[Voci di dati]
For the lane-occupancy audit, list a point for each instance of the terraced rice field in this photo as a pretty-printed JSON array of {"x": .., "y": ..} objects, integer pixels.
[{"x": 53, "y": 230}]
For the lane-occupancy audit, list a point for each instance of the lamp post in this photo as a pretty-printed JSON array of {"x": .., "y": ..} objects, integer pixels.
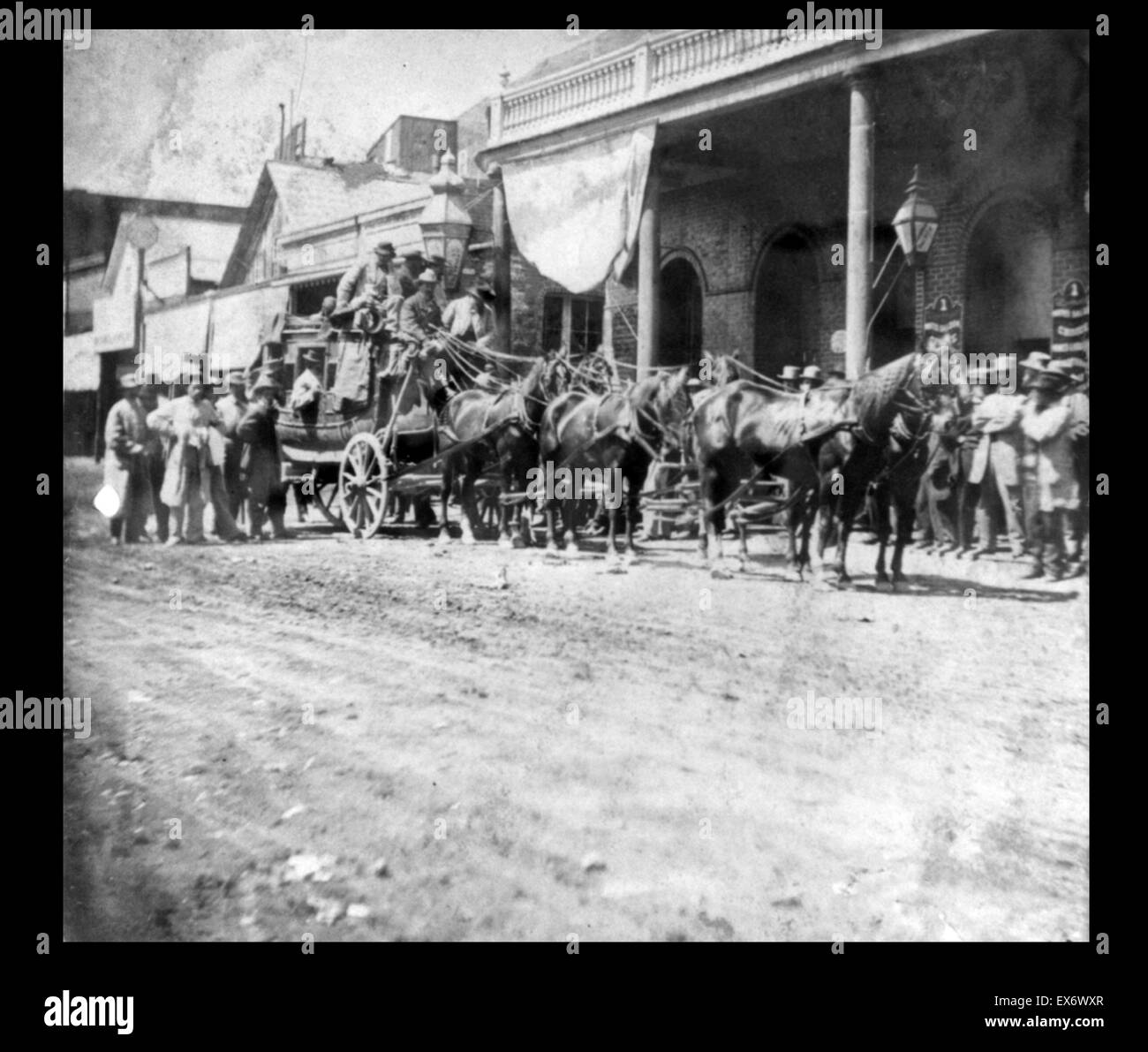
[
  {"x": 915, "y": 225},
  {"x": 446, "y": 223}
]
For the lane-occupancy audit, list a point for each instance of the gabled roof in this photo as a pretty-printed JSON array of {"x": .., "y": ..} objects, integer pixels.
[
  {"x": 210, "y": 242},
  {"x": 313, "y": 194}
]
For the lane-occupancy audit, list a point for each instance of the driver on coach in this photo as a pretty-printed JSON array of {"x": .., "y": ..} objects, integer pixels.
[{"x": 420, "y": 317}]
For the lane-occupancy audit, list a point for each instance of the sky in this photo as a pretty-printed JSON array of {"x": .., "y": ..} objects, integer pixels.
[{"x": 192, "y": 115}]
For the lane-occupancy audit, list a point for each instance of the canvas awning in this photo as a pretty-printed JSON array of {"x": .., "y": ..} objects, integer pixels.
[
  {"x": 574, "y": 214},
  {"x": 239, "y": 323}
]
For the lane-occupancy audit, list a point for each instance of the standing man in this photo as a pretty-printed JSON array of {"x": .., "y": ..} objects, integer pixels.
[
  {"x": 789, "y": 377},
  {"x": 439, "y": 266},
  {"x": 306, "y": 390},
  {"x": 267, "y": 498},
  {"x": 420, "y": 314},
  {"x": 1031, "y": 369},
  {"x": 413, "y": 264},
  {"x": 472, "y": 317},
  {"x": 190, "y": 423},
  {"x": 1077, "y": 400},
  {"x": 230, "y": 408},
  {"x": 125, "y": 438},
  {"x": 997, "y": 464},
  {"x": 368, "y": 284},
  {"x": 811, "y": 378},
  {"x": 1047, "y": 421},
  {"x": 152, "y": 397}
]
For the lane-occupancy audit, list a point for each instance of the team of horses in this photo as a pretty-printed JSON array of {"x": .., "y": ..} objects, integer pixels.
[{"x": 842, "y": 448}]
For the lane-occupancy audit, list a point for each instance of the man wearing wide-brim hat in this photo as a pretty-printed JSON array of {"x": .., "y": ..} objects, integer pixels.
[
  {"x": 471, "y": 317},
  {"x": 997, "y": 462},
  {"x": 1031, "y": 367},
  {"x": 789, "y": 377},
  {"x": 267, "y": 498},
  {"x": 1047, "y": 423},
  {"x": 306, "y": 390},
  {"x": 811, "y": 378},
  {"x": 439, "y": 266},
  {"x": 125, "y": 475},
  {"x": 230, "y": 408},
  {"x": 413, "y": 264},
  {"x": 420, "y": 314},
  {"x": 1076, "y": 397},
  {"x": 193, "y": 473},
  {"x": 367, "y": 283}
]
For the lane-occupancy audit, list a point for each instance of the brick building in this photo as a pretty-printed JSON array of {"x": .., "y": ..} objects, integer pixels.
[{"x": 765, "y": 146}]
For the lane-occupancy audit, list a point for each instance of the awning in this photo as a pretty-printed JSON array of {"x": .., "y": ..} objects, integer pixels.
[
  {"x": 575, "y": 214},
  {"x": 239, "y": 323}
]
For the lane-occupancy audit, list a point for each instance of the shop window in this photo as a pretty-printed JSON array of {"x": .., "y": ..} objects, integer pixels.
[{"x": 572, "y": 321}]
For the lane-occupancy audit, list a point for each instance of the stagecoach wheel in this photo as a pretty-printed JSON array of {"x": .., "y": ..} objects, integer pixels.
[{"x": 363, "y": 485}]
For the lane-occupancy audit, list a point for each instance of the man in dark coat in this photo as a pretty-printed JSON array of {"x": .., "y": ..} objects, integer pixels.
[
  {"x": 230, "y": 408},
  {"x": 156, "y": 458},
  {"x": 267, "y": 498},
  {"x": 125, "y": 436}
]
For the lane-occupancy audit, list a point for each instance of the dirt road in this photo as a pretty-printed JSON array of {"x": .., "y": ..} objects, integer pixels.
[{"x": 386, "y": 741}]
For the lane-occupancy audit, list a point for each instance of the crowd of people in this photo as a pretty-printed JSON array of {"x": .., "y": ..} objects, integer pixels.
[
  {"x": 173, "y": 458},
  {"x": 1011, "y": 462}
]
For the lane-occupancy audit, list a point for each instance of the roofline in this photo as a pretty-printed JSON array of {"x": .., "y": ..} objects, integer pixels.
[{"x": 168, "y": 207}]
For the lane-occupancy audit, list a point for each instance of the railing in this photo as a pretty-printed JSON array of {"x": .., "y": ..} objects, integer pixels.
[{"x": 657, "y": 67}]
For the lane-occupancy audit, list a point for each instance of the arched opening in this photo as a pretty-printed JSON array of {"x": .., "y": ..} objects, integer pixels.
[
  {"x": 680, "y": 340},
  {"x": 1009, "y": 280},
  {"x": 787, "y": 312}
]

> **Compito scritto**:
Riscrivi tutte le righe qui sopra come elenco numerato, saltando quelle vuote. Lascia fuori le immagini.

> **Risposta scritta**:
1. For the lane-occupancy audit, list a point for each instance of the terraced rice field in this photo as a pretty-printed JSON array of {"x": .., "y": ..} objects, integer pixels.
2. [{"x": 53, "y": 230}]
3. For the lane-occupancy audit, list a point for each instance of the lamp post in this photo as a pretty-printed JSON array of {"x": .., "y": ..} objects, integer pixels.
4. [
5.   {"x": 915, "y": 225},
6.   {"x": 446, "y": 223}
7. ]
8. For the lane-occupancy audit, list a point for each instance of the gabled roof in this photo as a pretty-printed JSON array of {"x": .., "y": ..} objects, integer pixels.
9. [
10.   {"x": 210, "y": 242},
11.   {"x": 313, "y": 194}
12. ]
13. For the lane-occupancy audit, list a point for each instance of the driver on coach in this photo as a pretty-printed JSON array of {"x": .., "y": ..} objects, integer pixels.
14. [{"x": 420, "y": 317}]
15. For the lane-occupancy audit, list a point for each instance of the sky in this photo as a pretty-printed JSON array of {"x": .., "y": ..} objects, integer pixels.
16. [{"x": 192, "y": 115}]
17. For the lane-occupancy audit, list a point for each instance of the canvas awning in this photo as a pretty-printed JSON array of {"x": .., "y": ..} objects, integer pixels.
18. [
19.   {"x": 574, "y": 214},
20.   {"x": 239, "y": 323}
21. ]
22. For the lane-occupancy audit, list a point for each instance of the standing man in this photo as a pretty-printed JSON array of {"x": .., "y": ..} objects, integer pixels.
23. [
24.   {"x": 789, "y": 377},
25.   {"x": 439, "y": 266},
26.   {"x": 306, "y": 390},
27.   {"x": 267, "y": 498},
28.   {"x": 420, "y": 314},
29.   {"x": 1031, "y": 369},
30.   {"x": 413, "y": 264},
31.   {"x": 472, "y": 317},
32.   {"x": 190, "y": 423},
33.   {"x": 1077, "y": 400},
34.   {"x": 230, "y": 408},
35.   {"x": 125, "y": 438},
36.   {"x": 997, "y": 464},
37.   {"x": 368, "y": 284},
38.   {"x": 811, "y": 378},
39.   {"x": 1047, "y": 421},
40.   {"x": 152, "y": 397}
41. ]
42. For the lane-occupancy audit, list a point for each instance of the team of horses in this photo as a pretty-printed JSON array of {"x": .., "y": ..} objects, integer pixels.
43. [{"x": 842, "y": 448}]
44. For the lane-occupancy audit, list a point for each instance of the man wearing wide-brim hat in this photo as a pretty-printed JSON array of {"x": .., "y": ..} objects, integer pixels.
45. [
46.   {"x": 471, "y": 317},
47.   {"x": 997, "y": 462},
48.   {"x": 1031, "y": 367},
49.   {"x": 789, "y": 377},
50.   {"x": 267, "y": 498},
51.   {"x": 1047, "y": 423},
52.   {"x": 306, "y": 390},
53.   {"x": 811, "y": 378},
54.   {"x": 439, "y": 266},
55.   {"x": 125, "y": 475},
56.   {"x": 230, "y": 408},
57.   {"x": 413, "y": 264},
58.   {"x": 420, "y": 314},
59.   {"x": 1076, "y": 397},
60.   {"x": 193, "y": 473},
61.   {"x": 367, "y": 283}
62. ]
63. For the lane-occupancy audit, list a point for each instance of the brick building in this photo as a pretty-printed JSON array of {"x": .., "y": ..} objects, integer pixels.
64. [{"x": 765, "y": 146}]
65. For the lane-occupancy audit, list a point for each instance of the awning in this photo as a pretty-printed JSON array of {"x": .., "y": ..} objects, integer pixels.
66. [
67.   {"x": 575, "y": 214},
68.   {"x": 239, "y": 323}
69. ]
70. For the lane-occupancy audit, list a point for each instance of the shop window in this photo as a pretty-printed JSON array of {"x": .., "y": ..} objects, integer pixels.
71. [{"x": 572, "y": 321}]
72. For the lane-occupancy audit, list a point for each instance of the stagecoach wheel in this photo as a pretty-printed JSON array of {"x": .., "y": ..} objects, integer pixels.
73. [{"x": 363, "y": 485}]
74. For the lane-occupancy audit, list a point for each instance of the man in dark coat in this photo as a pretty-printed JSON array of {"x": .., "y": ..} objects, integer pixels.
75. [
76.   {"x": 230, "y": 408},
77.   {"x": 156, "y": 458},
78.   {"x": 267, "y": 498},
79.   {"x": 125, "y": 436}
80. ]
81. For the lane-occupancy audit, list a point for each instance of the dirt road in this photo as a pretty-printed JSON array of {"x": .., "y": ..} objects, integer pixels.
82. [{"x": 386, "y": 741}]
83. For the lane-occupancy audit, list a point for each instance of the crowd of people in this photo as a pretty-printed JSON array of {"x": .., "y": ..} objects, integer pixels.
84. [
85.   {"x": 173, "y": 458},
86.   {"x": 1011, "y": 462}
87. ]
88. For the lane-occupancy audit, list a point for each instance of the roofline in this photo as a pretty-printed JSON array of {"x": .., "y": ..} objects, integer pixels.
89. [{"x": 168, "y": 207}]
90. For the lane-occupancy audit, list a point for each instance of the railing in this photo as a pretty-printed JSON array of {"x": .., "y": ..} objects, integer pixels.
91. [{"x": 657, "y": 67}]
92. For the lane-occupancy audit, list a point for each instance of the arched opening in this photo as a pretty-printed JSON array of {"x": .., "y": ..} objects, integer pixels.
93. [
94.   {"x": 680, "y": 340},
95.   {"x": 1009, "y": 280},
96.   {"x": 787, "y": 312}
97. ]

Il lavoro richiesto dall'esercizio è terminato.